**PARTS OF THE EXERCISE**
1 > Translate this sentence from the retirement budgeting post into Spanish: "I really do not like having to do money management issues weekly."
2 > For each statement, say yes or no according to the retirement budgeting post, and quote the words that decide it. (a) The writer's husband was in the military. (b) The writer describes herself as an organized person by nature. (c) Social security arrives on the first of the month.

Wednesday, October 26, 2011

Living Richly In Retirment: Budgeting a Month at a Time

Note:  why is it that some blogs will not allow me to sign in with my Google ID?  I know I'm signed in, but I'm unable to comment on Tamara's blog over at Early Retirement Journey (she has a great post on grocery shopping by the way). It's a conspiracy!

I consider myself to be extremely frugal and really good at getting the best deals. I've shared that here and elsewhere, and on occasion have been crowned the queen of frugal.  However, as always there are two sides to every coin.

The other side of mine is this:  I am not a great financial manager/budgeter.  In other words, I do the best with what I am given, but my nature is such that what I am given will all be spent in the end. I am a grasshopper at heart (and was married to a grasshopper with a little ant gene mixed in there somewhere). I am also, by nature, not an organized person. If it isn't written down it may not get done, if you get my drift.

I say all the above not to complain in any way. I enjoy living richly on the money I have, and have a full life. However, my primary concern in terms of money management lately has not been the amount, but the way the money comes in.  Most of it has been irregular (in terms of time and date, if you will)

For the first half of our marriage, we were paid monthly.  My husband was in the military and we actually chose once a month pay deliberately.  It only took me a couple months and I was "in the groove".  For the second half of our time together we were paid every two weeks. Then, I went to my monthly pension (and drew out money whenever I "needed to"), and some irregular income streams. NOW, I get a pension on the first, and social security on the second Wednesday. I really do not like having to do money management issues weekly. I prefer to take a day, sit down, pay the bills, give myself an allotment and save the rest.  Although this sounds like a small issue, it has been extremely frustrating, as well as distracting.

I'm working now to circumvent this issue.  I approached as many monthly bills as I could, and asked if they could change my due date to the 15th of the month. I'm still working on this, but both my mortgage and my electric bill seem to have been taken care of so far. Second, even though I get paid anywhere from seven to fourteen days apart, I plan to treating my finances like I have one payday. I'm letting that paycheck that will arrive on Monday sit in the bank (barring unknown circumstances) until the 9th, at which point I will sit down and pay everything from phone to utilities to car insurance. Hopefully now that I am finally in  a pemanent  financial "place" (social security, pension and quilting incomeatwo of which have regular dates), I will be able to get on an even keel.

**DATA FOR REVIEW**

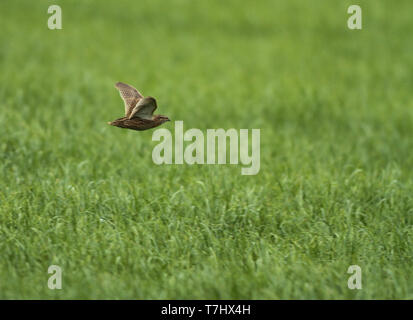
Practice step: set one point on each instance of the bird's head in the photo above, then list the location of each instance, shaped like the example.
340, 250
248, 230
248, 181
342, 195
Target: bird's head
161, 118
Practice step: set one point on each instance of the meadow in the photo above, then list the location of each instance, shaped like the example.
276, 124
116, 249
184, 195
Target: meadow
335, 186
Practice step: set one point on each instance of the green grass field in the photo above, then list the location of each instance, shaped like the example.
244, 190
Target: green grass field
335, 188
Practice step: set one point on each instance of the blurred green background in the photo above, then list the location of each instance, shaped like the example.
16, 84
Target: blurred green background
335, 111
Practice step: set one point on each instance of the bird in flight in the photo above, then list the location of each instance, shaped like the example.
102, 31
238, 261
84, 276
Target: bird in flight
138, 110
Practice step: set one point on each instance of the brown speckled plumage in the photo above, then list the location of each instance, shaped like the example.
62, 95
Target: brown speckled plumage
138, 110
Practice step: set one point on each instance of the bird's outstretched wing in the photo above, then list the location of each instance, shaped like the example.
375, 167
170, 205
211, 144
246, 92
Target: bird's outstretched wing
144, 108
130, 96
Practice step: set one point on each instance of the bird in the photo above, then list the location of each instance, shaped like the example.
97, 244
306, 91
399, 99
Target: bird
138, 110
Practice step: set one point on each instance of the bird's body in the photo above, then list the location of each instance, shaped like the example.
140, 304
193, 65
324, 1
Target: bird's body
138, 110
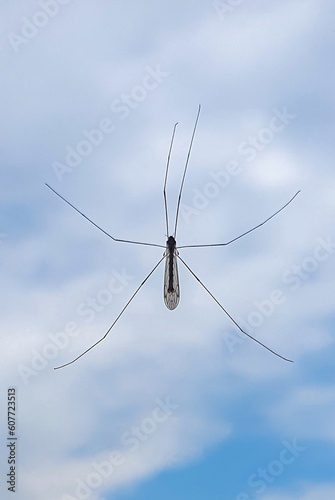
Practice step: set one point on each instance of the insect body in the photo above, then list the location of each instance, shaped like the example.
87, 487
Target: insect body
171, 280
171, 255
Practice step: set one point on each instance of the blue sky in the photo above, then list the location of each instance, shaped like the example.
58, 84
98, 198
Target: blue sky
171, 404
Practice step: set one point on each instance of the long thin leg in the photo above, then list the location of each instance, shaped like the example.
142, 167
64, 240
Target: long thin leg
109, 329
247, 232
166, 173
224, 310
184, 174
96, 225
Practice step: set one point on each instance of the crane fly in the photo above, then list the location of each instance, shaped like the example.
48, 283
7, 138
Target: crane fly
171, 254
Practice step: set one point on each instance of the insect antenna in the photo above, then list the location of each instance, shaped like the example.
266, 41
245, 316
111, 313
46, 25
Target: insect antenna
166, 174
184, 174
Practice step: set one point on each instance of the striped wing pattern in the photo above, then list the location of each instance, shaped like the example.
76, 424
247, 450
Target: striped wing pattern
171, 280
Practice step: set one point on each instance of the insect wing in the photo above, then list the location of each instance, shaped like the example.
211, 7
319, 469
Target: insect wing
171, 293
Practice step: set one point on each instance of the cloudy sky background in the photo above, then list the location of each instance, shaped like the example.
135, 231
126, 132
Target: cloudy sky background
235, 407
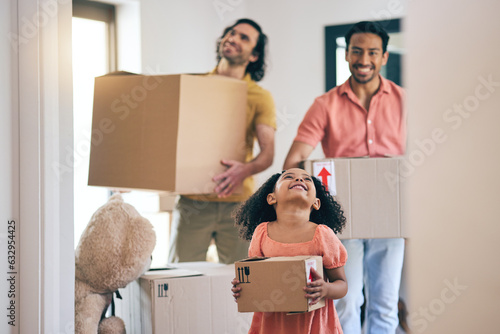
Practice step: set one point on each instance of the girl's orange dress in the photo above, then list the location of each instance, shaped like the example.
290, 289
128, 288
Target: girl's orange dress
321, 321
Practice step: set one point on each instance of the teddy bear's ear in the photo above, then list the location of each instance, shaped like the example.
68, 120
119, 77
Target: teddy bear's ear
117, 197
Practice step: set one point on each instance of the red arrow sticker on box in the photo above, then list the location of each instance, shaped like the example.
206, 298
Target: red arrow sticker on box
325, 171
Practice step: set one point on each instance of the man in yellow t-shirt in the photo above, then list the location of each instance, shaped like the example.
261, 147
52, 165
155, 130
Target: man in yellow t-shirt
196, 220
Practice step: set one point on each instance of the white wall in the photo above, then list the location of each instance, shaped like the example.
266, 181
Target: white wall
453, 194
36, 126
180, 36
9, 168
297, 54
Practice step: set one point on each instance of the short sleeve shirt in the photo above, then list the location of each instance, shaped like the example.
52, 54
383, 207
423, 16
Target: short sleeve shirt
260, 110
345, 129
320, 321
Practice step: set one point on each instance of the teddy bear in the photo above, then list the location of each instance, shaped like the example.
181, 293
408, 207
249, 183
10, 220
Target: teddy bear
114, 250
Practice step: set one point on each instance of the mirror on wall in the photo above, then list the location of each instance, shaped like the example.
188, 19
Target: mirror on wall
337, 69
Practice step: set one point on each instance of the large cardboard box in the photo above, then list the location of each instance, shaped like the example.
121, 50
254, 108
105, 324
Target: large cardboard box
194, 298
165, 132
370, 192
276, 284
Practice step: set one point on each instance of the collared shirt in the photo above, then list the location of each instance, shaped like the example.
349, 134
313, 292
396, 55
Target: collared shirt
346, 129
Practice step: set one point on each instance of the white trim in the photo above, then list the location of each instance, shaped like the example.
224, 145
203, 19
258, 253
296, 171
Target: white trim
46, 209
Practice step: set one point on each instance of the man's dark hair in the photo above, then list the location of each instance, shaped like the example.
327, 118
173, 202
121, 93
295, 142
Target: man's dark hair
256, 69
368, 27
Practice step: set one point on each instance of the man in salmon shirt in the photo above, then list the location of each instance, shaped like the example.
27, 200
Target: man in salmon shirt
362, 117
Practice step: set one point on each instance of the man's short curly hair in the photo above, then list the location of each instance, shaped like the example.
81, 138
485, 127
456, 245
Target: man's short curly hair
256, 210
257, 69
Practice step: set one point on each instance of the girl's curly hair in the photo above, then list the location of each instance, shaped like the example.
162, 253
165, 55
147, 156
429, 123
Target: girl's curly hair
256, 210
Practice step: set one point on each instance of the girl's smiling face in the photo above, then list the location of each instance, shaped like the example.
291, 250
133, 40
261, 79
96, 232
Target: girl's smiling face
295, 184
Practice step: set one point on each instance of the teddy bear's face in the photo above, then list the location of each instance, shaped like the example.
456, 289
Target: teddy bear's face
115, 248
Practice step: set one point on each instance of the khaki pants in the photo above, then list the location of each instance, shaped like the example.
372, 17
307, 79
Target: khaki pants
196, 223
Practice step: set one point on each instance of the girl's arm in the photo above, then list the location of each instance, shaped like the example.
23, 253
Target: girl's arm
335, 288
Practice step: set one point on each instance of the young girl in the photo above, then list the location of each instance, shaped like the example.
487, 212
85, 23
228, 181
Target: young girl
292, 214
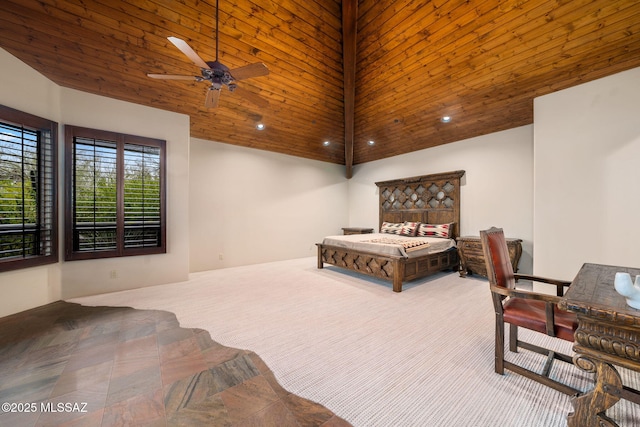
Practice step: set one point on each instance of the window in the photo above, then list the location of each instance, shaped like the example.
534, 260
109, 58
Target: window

**RESULTS OF THE EXERCISE**
1 > Realmente no me gusta tener que ocuparme de asuntos de administración del dinero cada semana.

2 >
(a) Yes: "My husband was in the military"
(b) No: "I am also, by nature, not an organized person."
(c) No: "I get a pension on the first, and social security on the second Wednesday."